Directions: Could you copy the records below exactly, leaving out any pictures?

——

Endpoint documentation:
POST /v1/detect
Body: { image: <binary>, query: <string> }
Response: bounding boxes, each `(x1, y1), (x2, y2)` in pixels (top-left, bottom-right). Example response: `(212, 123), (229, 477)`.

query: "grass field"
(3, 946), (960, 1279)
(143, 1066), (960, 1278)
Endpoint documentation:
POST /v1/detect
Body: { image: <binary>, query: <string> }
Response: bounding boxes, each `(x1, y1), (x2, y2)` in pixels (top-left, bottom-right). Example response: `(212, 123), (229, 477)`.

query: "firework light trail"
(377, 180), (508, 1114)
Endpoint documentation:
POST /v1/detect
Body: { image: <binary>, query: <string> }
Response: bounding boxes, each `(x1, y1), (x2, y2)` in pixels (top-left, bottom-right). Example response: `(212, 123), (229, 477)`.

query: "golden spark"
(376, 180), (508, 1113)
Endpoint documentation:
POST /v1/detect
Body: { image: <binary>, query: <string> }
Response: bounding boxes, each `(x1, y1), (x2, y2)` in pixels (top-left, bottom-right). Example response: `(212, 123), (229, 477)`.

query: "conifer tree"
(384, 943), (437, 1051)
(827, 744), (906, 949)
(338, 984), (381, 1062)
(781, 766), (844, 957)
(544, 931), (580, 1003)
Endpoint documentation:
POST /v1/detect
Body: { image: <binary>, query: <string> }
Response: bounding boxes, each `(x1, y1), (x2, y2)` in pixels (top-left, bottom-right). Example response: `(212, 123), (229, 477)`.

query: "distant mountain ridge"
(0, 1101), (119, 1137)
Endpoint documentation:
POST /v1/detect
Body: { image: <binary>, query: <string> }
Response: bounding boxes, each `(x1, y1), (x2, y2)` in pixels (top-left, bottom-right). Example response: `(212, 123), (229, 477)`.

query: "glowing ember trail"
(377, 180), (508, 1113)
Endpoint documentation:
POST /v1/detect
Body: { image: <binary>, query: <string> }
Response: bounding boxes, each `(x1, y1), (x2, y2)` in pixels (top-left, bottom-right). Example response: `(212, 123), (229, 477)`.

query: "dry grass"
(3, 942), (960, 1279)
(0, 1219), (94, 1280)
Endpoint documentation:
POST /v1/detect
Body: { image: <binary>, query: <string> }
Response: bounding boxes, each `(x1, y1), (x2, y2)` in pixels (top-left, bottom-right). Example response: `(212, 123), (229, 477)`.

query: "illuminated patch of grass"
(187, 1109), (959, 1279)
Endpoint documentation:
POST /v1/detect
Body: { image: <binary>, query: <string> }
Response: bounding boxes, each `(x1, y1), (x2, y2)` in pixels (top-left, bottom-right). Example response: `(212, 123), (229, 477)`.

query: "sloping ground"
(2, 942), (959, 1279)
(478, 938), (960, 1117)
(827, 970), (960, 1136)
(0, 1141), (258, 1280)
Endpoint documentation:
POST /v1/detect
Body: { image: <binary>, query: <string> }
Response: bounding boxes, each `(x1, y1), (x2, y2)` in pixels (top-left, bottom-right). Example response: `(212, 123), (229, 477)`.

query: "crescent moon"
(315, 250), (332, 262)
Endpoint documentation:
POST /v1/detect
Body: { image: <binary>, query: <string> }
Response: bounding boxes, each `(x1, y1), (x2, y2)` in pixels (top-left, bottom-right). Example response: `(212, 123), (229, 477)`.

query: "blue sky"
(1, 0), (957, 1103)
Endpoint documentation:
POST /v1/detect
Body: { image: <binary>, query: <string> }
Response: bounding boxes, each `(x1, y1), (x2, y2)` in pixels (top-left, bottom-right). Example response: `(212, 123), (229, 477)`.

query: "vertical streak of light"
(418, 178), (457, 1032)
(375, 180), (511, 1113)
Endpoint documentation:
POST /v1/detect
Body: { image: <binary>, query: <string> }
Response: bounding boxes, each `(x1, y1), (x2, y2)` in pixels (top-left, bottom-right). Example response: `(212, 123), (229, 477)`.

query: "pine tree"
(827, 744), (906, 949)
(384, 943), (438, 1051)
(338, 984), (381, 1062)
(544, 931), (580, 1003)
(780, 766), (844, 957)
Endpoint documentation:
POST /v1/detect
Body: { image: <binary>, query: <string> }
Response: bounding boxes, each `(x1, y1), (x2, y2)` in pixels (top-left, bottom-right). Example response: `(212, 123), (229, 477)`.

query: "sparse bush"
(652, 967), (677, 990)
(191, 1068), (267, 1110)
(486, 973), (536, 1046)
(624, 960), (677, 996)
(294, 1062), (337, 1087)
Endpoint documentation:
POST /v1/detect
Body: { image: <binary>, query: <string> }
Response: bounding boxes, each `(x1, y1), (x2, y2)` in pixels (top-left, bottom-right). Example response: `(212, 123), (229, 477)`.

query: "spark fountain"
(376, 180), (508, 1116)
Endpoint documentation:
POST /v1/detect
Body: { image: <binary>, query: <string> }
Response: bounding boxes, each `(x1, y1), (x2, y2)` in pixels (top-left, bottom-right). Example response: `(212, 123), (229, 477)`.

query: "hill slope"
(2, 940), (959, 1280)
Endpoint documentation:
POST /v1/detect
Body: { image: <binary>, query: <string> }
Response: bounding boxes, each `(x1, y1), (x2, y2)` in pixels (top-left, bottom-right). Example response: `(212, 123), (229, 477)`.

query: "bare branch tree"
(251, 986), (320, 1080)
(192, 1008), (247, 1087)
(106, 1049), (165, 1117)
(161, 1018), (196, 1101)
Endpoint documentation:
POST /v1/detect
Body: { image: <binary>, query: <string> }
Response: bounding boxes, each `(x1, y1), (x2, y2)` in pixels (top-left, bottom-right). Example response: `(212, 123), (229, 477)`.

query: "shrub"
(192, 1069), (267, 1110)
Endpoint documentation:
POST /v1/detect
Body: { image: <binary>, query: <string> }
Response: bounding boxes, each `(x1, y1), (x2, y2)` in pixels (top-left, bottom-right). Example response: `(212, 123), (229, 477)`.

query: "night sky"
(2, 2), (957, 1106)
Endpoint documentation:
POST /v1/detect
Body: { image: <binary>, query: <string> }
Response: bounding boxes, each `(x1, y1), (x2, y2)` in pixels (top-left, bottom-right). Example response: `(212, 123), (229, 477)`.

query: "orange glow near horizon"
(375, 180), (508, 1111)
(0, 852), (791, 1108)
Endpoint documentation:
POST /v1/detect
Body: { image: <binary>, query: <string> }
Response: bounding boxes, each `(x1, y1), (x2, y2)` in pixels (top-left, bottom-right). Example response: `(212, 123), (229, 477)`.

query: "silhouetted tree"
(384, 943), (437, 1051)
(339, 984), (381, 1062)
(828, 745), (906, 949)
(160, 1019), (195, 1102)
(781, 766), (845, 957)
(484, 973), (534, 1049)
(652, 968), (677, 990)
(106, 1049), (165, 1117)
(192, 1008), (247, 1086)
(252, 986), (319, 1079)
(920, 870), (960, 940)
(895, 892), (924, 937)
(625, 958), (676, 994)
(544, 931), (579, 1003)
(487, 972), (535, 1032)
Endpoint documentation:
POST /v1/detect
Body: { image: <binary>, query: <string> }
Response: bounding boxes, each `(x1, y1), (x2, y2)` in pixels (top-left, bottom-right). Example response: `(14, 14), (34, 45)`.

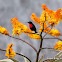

——

Solution for this task:
Endpoint documentation:
POST /v1/detect
Body: { image: <binary>, query: <string> }
Response: bounding boxes, each `(x1, y1), (x2, y2)` in pixels (top-left, bottom-right). Example response: `(212, 123), (229, 477)`.

query: "grass field"
(3, 946), (960, 1279)
(143, 1066), (960, 1278)
Endpoint documentation:
POST /v1/detect
Body: { image: <binary>, query: <string> }
Response: bounding boxes, each `(x1, y1), (x2, y2)` in pixels (top-left, bottom-right). Example response: `(212, 123), (229, 477)`.

query: "firework light trail"
(377, 180), (508, 1114)
Endpoint documentation:
POST /v1/detect
Body: { image: <binary>, query: <string> }
Response: bounding boxes, each `(x1, y1), (x2, y2)` in pixels (top-left, bottom-right). Example response: `(212, 123), (229, 477)`.

query: "golden spark"
(376, 180), (508, 1113)
Endpoint documentation:
POST /v1/detect
Body: { image: <binary>, query: <string> }
Response: bounding boxes, each `(x1, y1), (x2, y2)` in pixels (top-left, bottom-right). Example response: `(212, 123), (229, 477)`.

query: "conifer tree"
(384, 943), (437, 1051)
(827, 744), (906, 949)
(338, 984), (381, 1062)
(781, 766), (844, 957)
(544, 931), (580, 1003)
Endpoint documentation:
POST /v1/detect
Body: { image: <binary>, query: <string> }
Response: bounding boxes, each `(x1, y1), (x2, y2)` in pixels (top-left, bottom-right). Example response: `(212, 123), (229, 477)`.

query: "distant mountain ridge"
(0, 1101), (119, 1137)
Endpoint documentation:
POST /v1/detect
Body: { image: <binary>, query: <string> }
Response: bounding boxes, each `(x1, y1), (x2, y2)` in pixels (top-left, bottom-right). Example response: `(212, 123), (229, 477)`.

query: "glowing ember trail"
(377, 180), (508, 1113)
Endpoint documentation:
POST /v1/detect
Body: { image: <binary>, query: <string> }
Response: bounding boxes, each `(x1, y1), (x2, y2)` in pixels (top-left, bottom-right). Example response: `(212, 123), (229, 477)`.

query: "dry grass"
(3, 942), (960, 1279)
(0, 1219), (94, 1280)
Endpoint documentation:
POST /v1/detect
Body: { image: <binary>, query: <string> }
Response: bounding boxes, each `(x1, y1), (x2, y2)` in pixels (top-left, bottom-right). Example response: `(212, 123), (229, 477)`.

query: "illuminated patch of grass"
(187, 1109), (959, 1279)
Endpoint documentation:
POST /v1/detect
Body: { image: <binary>, query: <string> }
Response: bounding boxes, each `(x1, y1), (x2, y2)` in pixels (top-left, bottom-right). Example response: `(212, 123), (229, 477)`.

query: "sloping ground"
(2, 942), (959, 1279)
(478, 938), (960, 1117)
(827, 970), (960, 1136)
(0, 1141), (258, 1280)
Endpoint documentation:
POST /v1/detect
Body: { image: <binary>, query: <string> }
Response: bounding boxes, each `(x1, y1), (x2, y2)` in pixels (top-left, bottom-right). Example response: `(212, 123), (229, 477)`.

query: "crescent moon"
(315, 250), (332, 262)
Endpoint documentation:
POST /v1/detect
Body: { image: <binary>, query: <string> }
Response: bounding boxes, each `(x1, y1), (x2, y2)` in pixels (top-left, bottom-right). Example response: `(212, 123), (229, 477)`.

query: "blue sky"
(1, 0), (957, 1103)
Endpoint documentation:
POST /v1/detect
Body: { image: <binary>, query: <string> }
Response: bounding boxes, each `(x1, y1), (x2, y2)` in pixels (top-left, bottom-right). Example response: `(212, 123), (229, 477)`.

query: "vertical streak of light"
(418, 178), (457, 1032)
(375, 180), (511, 1113)
Endpoint documentation:
POST /v1/detect
Body: { image: <binary>, query: <string> }
Response: bounding boxes, each `(x1, y1), (x2, y2)` in pixels (top-left, bottom-right). Example response: `(212, 123), (229, 477)`.

query: "pine tree"
(827, 744), (906, 949)
(384, 943), (438, 1051)
(338, 984), (381, 1062)
(544, 931), (580, 1003)
(780, 766), (844, 957)
Endpoint documentation:
POST /v1/detect
Body: { image: <binary>, query: <string> }
Response: bounding boxes, each `(x1, y1), (x2, y2)` in pixels (top-left, bottom-right). Example response: `(212, 123), (229, 477)`.

query: "sparse bush"
(652, 967), (677, 990)
(191, 1068), (267, 1110)
(486, 973), (536, 1046)
(624, 960), (677, 996)
(294, 1062), (337, 1087)
Endpoint documentation:
POST /v1/detect
Body: { image: <binary>, query: <string> }
Response: bounding boxes, each `(x1, y1), (x2, y2)` in pixels (top-left, bottom-right). Example response: `(212, 123), (229, 477)`.

query: "spark fountain"
(376, 180), (508, 1116)
Endpoint documentation:
POST /v1/detect
Body: { image: <binary>, query: <string> }
Response: bounding boxes, each `(x1, y1), (x2, y2)` in pixels (top-left, bottom-right). Example response: `(212, 123), (229, 477)`.

query: "hill slope"
(2, 940), (959, 1280)
Endpoint documentation:
POST /v1/detect
Body: { image: <binary>, query: <string> }
Response: bounding boxes, each `(x1, y1), (x2, y2)` in pixels (top-left, bottom-right). Example response: `(212, 123), (229, 477)`.

query: "bare branch tree"
(251, 986), (320, 1080)
(192, 1008), (247, 1087)
(106, 1049), (165, 1117)
(161, 1018), (196, 1101)
Endpoint documentation:
POST /v1/detect
Body: { image: <binary>, query: <string> }
Response: bounding boxes, each `(x1, y1), (x2, y2)` in pixels (top-left, bottom-right). Example response: `(212, 123), (229, 477)`.

query: "shrub"
(192, 1069), (267, 1110)
Endpoint documentation:
POST /v1/detect
Body: { image: <binary>, query: <string> }
Response: bounding boxes, each `(x1, y1), (x2, y2)` in pixels (top-left, bottom-right). Example response: `(212, 123), (229, 477)`.

query: "night sky"
(2, 2), (957, 1106)
Endpoint documentation:
POST /v1/detect
Body: { image: <binary>, query: <string> }
Response: bounding boxes, each `(x1, y1), (x2, y2)` in pixels (top-left, bottom-right). Example response: `(212, 123), (229, 477)`.

query: "orange glow near horizon"
(375, 180), (508, 1111)
(0, 852), (791, 1108)
Endpoint documentation:
POST /v1/detect
Body: { image: <binary>, query: <string> }
Response: bounding boxes, each `(x1, y1), (x2, y2)` in pixels (top-left, bottom-right). Example response: `(212, 123), (229, 477)`.

query: "silhouetted tree"
(384, 943), (437, 1051)
(339, 984), (381, 1062)
(828, 745), (906, 949)
(160, 1019), (195, 1102)
(781, 766), (845, 957)
(484, 973), (534, 1049)
(652, 968), (677, 990)
(106, 1049), (165, 1117)
(192, 1008), (247, 1086)
(252, 986), (319, 1079)
(920, 870), (960, 940)
(895, 892), (924, 937)
(625, 958), (676, 994)
(544, 931), (579, 1003)
(487, 972), (535, 1032)
Endpoint documentation:
POST /v1/detect
Body: { image: <binary>, query: <string> }
Response: bounding boxes, each `(x1, y1), (x2, y2)` in pixels (top-left, bottom-right). Example response: `(14, 14), (34, 45)`.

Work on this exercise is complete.